begin Excerpted data

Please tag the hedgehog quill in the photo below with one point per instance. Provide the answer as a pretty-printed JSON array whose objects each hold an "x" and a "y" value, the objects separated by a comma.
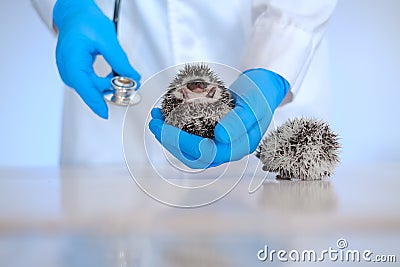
[
  {"x": 305, "y": 149},
  {"x": 196, "y": 100}
]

end Excerpted data

» **What is required**
Copy the records above word for word, leaving out the pictures.

» **Solved problem**
Please tag the hedgehog quill in the photo below with one point per instance. Provide the answer as a pretty-printed JSON array whose objects each hold an "x" and a "y" value, the objects separated by a comma.
[
  {"x": 305, "y": 149},
  {"x": 196, "y": 100}
]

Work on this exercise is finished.